Allow me to preface this article by saying that I’m not a terminal person. I don’t use Vim. I find sed, grep, and awk convoluted and counter-intuitive. I prefer seeing my files in a nice UI. Despite all that, I got into the habit of reaching for command-line interfaces (CLIs) when I had small, dedicated tasks to complete. Why? I’ll explain all of that below. In this article, you’ll also learn how to use a CLI tool named Miller to manipulate data from CSV, TSV and/or JSON files.
Why Use The Command Line?
Everything that I’m showing here can be done with regular code. You can load the file, parse the CSV data, and then transform it using regular JavaScript, Python, or any other language. But there are a few reasons why I reach out for command-line interfaces (CLIs) whenever I need to transform data:
Easier to read.
It is faster (for me) to write a script in JavaScript or Python for my usual data processing. But, a script can be confusing to come back to. In my experience, command-line manipulations are harder to write initially but easier to read afterward.
Easier to reproduce.
Thanks to package managers like Homebrew, CLIs are much easier to install than they used to be. No need to figure out the correct version of Node.js or Python, the package manager takes care of that for you.
Ages well.
Compared to modern programming languages, CLIs are old. They change a lot more slowly than languages and frameworks.
What Is Miller?
The main reason I love Miller is that it’s a standalone tool. There are many great tools for data manipulation, but every other tool I found was part of a specific ecosystem. The tools written in Python required knowing how to use pip and virtual environments; for those written in Rust, it was cargo, and so on.
* * * * *
Stated problem 1 | In the article on command-line tools, which package manager is named as making CLIs easier to install?
The article and the listing have no connection to each other.

[Excerpts from a point labeling dataset]
* * * * *
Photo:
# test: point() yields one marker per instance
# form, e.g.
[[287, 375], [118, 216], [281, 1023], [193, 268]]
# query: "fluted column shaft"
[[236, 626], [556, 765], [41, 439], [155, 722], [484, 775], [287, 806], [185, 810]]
* * * * *
Stated problem 2 | Write out every line of the listing again, requests included, adding 124 to each coordinate in the answers.

Task output 1 | Homebrew

Task output 2 |
Photo:
# test: point() yields one marker per instance
# form, e.g.
[[287, 375], [118, 216], [281, 1023], [193, 268]]
# query: "fluted column shaft"
[[360, 750], [680, 889], [165, 563], [279, 846], [608, 899], [411, 930], [309, 934]]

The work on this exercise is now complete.